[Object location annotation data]
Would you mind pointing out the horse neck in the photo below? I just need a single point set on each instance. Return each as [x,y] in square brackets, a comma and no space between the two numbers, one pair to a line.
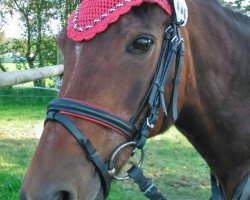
[216,109]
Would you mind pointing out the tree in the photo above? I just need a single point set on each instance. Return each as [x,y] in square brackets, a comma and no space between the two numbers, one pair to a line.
[34,15]
[36,18]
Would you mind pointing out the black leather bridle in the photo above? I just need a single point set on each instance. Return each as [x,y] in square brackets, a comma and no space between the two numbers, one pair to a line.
[59,109]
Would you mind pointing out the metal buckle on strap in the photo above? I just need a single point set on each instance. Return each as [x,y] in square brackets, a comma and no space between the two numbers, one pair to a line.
[111,168]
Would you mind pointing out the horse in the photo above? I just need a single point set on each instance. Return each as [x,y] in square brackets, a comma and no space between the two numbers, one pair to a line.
[113,72]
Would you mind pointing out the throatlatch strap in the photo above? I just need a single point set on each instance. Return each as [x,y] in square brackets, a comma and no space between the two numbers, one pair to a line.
[91,153]
[83,109]
[145,185]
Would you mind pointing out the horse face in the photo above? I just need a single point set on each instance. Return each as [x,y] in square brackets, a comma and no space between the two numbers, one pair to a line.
[113,71]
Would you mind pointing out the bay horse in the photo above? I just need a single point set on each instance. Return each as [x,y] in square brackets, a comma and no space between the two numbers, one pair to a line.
[113,71]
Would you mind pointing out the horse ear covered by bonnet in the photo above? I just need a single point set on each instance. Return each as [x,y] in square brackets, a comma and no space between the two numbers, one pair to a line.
[93,17]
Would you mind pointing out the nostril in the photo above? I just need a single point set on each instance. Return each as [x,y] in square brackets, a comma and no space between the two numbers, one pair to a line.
[64,195]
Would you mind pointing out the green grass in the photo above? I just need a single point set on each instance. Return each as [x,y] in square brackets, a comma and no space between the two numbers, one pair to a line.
[172,163]
[11,66]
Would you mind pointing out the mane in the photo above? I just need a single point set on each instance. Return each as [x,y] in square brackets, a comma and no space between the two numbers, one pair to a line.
[234,14]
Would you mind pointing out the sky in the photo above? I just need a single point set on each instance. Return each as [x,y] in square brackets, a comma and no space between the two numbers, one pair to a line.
[12,29]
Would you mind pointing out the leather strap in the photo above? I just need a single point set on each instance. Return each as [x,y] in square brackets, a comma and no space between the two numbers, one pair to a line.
[177,79]
[86,110]
[85,143]
[145,185]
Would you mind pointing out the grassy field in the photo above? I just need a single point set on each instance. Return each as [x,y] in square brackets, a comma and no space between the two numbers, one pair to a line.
[172,163]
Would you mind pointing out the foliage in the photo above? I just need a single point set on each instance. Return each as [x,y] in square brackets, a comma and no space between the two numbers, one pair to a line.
[237,5]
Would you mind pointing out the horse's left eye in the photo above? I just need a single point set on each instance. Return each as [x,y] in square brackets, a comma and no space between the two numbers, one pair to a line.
[141,45]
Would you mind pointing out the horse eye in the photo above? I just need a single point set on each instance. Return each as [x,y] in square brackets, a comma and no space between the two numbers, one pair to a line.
[141,45]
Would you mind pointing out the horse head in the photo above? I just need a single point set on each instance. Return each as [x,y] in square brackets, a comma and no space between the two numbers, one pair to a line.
[112,72]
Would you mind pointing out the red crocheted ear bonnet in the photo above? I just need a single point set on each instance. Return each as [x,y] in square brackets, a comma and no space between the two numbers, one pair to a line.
[94,16]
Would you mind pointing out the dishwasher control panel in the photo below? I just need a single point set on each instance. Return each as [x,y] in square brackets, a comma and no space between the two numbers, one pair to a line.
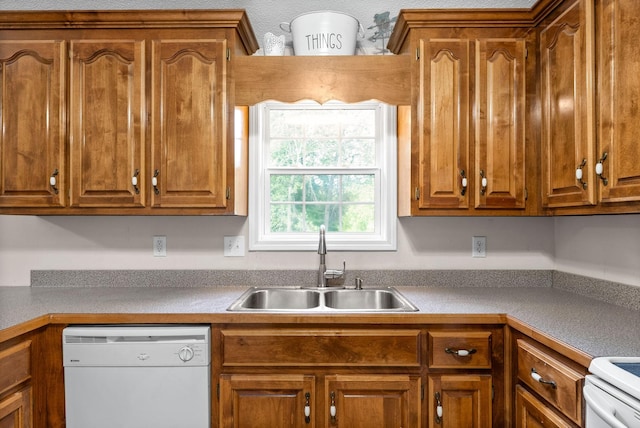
[136,346]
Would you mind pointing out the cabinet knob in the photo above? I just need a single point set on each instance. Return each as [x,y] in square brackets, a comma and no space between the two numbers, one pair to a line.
[464,182]
[53,181]
[579,174]
[154,182]
[307,407]
[134,181]
[536,376]
[600,168]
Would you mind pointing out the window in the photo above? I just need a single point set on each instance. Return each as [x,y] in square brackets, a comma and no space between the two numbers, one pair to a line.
[331,164]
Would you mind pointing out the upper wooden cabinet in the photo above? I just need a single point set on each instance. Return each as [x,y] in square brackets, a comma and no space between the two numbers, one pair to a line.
[619,92]
[566,66]
[469,115]
[150,112]
[32,123]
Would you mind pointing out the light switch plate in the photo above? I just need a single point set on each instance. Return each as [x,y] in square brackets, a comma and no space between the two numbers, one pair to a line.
[234,246]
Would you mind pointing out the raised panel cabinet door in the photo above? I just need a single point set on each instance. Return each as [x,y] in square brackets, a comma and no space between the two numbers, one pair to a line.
[267,401]
[500,88]
[619,92]
[370,401]
[16,411]
[32,123]
[533,413]
[107,117]
[568,133]
[189,135]
[460,400]
[443,124]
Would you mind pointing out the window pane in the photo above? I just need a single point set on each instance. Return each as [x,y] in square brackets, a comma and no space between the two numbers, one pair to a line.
[359,218]
[358,188]
[285,188]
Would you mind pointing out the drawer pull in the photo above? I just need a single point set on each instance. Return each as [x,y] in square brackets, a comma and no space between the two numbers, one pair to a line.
[460,352]
[538,378]
[307,407]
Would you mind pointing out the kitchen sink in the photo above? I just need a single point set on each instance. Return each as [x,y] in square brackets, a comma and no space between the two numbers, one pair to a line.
[278,299]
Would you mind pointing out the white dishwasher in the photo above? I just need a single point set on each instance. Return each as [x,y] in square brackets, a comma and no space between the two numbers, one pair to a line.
[137,376]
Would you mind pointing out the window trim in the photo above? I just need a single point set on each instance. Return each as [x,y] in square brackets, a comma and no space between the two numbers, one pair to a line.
[384,238]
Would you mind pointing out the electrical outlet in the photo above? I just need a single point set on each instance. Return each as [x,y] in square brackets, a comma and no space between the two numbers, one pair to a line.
[479,246]
[234,246]
[159,246]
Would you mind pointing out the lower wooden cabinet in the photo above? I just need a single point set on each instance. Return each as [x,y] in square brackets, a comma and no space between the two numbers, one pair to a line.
[367,401]
[254,401]
[460,400]
[533,413]
[15,410]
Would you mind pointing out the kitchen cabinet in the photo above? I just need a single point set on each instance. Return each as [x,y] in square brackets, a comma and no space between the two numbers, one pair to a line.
[547,383]
[307,377]
[15,387]
[618,91]
[32,119]
[107,110]
[150,113]
[568,132]
[469,116]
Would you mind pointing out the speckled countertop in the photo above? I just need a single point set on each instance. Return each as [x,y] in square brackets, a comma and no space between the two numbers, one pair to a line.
[589,325]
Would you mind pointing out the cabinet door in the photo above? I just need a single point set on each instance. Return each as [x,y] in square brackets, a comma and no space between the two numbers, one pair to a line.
[190,113]
[32,123]
[619,92]
[460,400]
[500,128]
[107,123]
[443,124]
[370,401]
[532,413]
[567,65]
[266,401]
[15,410]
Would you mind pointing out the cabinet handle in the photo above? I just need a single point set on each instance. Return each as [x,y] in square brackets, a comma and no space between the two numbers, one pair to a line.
[538,378]
[154,182]
[53,181]
[438,409]
[483,188]
[579,174]
[600,168]
[134,181]
[464,182]
[332,408]
[460,352]
[307,408]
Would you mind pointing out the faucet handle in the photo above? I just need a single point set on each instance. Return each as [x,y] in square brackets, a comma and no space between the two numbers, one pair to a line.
[336,273]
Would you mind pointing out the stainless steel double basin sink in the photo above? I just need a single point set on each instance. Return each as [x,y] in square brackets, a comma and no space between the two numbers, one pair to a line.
[266,299]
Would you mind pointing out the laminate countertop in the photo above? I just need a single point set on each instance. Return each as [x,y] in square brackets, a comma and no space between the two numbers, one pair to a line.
[591,326]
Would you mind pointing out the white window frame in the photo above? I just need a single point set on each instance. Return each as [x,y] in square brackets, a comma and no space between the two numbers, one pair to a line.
[384,236]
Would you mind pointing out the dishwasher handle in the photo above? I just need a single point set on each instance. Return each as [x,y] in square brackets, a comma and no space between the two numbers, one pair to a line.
[608,414]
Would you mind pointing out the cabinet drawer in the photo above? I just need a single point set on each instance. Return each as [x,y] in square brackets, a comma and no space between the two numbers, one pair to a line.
[558,383]
[15,365]
[312,347]
[463,349]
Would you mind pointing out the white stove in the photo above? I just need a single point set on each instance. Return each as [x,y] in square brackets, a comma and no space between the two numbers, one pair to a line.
[612,393]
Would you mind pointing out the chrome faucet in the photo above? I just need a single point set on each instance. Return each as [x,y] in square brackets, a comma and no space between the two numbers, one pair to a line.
[323,272]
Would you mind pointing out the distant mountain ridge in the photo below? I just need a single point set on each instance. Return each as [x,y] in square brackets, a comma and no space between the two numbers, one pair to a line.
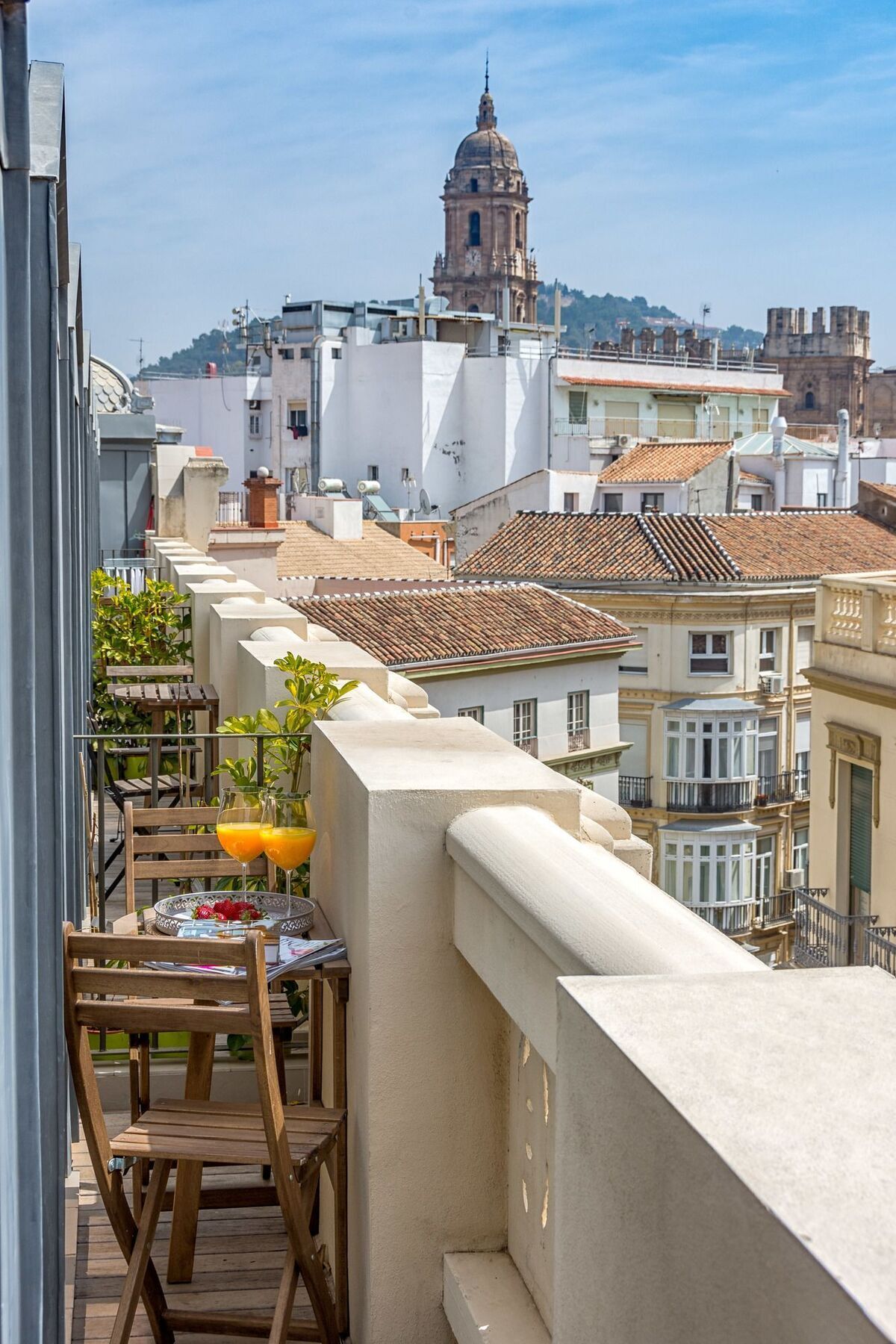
[588,317]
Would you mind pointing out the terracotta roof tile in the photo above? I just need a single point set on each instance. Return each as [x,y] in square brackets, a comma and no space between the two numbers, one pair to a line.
[308,553]
[461,621]
[676,461]
[682,547]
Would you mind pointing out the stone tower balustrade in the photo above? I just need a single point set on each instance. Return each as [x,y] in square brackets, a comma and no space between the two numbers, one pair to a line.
[576,1112]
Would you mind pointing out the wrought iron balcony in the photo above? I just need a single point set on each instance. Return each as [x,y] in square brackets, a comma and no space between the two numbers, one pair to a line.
[699,796]
[824,936]
[635,791]
[773,789]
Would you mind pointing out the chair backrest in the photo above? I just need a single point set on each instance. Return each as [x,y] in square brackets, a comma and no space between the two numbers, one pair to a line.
[156,851]
[141,1012]
[143,671]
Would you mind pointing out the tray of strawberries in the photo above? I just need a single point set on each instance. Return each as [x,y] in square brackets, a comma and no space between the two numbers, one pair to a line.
[213,914]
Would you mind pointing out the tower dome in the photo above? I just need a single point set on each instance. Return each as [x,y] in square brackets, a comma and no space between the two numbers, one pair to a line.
[487,262]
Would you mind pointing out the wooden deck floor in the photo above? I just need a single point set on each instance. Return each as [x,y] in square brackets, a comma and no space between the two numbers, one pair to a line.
[240,1257]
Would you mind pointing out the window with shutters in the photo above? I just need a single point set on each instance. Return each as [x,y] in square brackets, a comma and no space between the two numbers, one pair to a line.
[578,406]
[709,653]
[576,712]
[768,651]
[860,823]
[524,721]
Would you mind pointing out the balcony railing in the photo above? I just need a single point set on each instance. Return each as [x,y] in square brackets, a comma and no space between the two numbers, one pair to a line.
[880,948]
[635,791]
[825,937]
[699,796]
[773,789]
[731,917]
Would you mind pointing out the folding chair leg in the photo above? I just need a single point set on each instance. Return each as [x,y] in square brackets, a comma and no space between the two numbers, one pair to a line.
[285,1300]
[140,1256]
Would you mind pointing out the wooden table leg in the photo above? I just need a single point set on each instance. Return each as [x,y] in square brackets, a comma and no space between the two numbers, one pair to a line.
[190,1175]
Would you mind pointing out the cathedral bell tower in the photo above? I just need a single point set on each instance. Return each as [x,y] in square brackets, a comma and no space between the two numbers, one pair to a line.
[487,214]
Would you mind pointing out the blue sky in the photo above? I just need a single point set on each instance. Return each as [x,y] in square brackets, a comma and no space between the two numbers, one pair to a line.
[739,152]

Given exercise —
Exactly and only the lines from the one containing "Would you mind pointing out the window with" through the end of the material are to be reproduced, both ends included.

Complete answer —
Would you mind pointing out the window with shutters in the photo above? I just need a single point set on each instance. Return each as [x,y] in square brackets, a comma and no space between the two numbers, one pair to a line.
[578,406]
[709,653]
[576,712]
[768,651]
[860,823]
[524,721]
Would you mind pointing out the balcony railing in the photo above? I just need a single point set on each instance. Return each as [x,y] in square brackets, a comma and no space between the two numbers, one pair to a line.
[880,948]
[635,791]
[825,937]
[699,796]
[773,789]
[731,917]
Would you mind pointing out the folding chair leg in the photo above? I just need a single point set on each instance. Return each as [x,y] in square brackets, a comma and no space between the two numbers, one pair to a line.
[285,1300]
[140,1256]
Would you mind pointing out the wooden table leg in the photo above? I just need a single point set on each instance. Return each as [x,y] in square brackets, a comma and no space between the two numbers, one pair to a line.
[190,1175]
Would you mind pointing out the cathedral bell tower in the photo above? I just need a single point set on each instance. Return each as [x,y] in square brackets, a comma and no space between the two numbers, one pair to a line.
[487,214]
Would you mind pointing out the blue sky in the photo above? I just need a single point set on each instance. Return each as [x,y] in square brackets, a comma and no space between the two numbers, one pair to a line.
[739,152]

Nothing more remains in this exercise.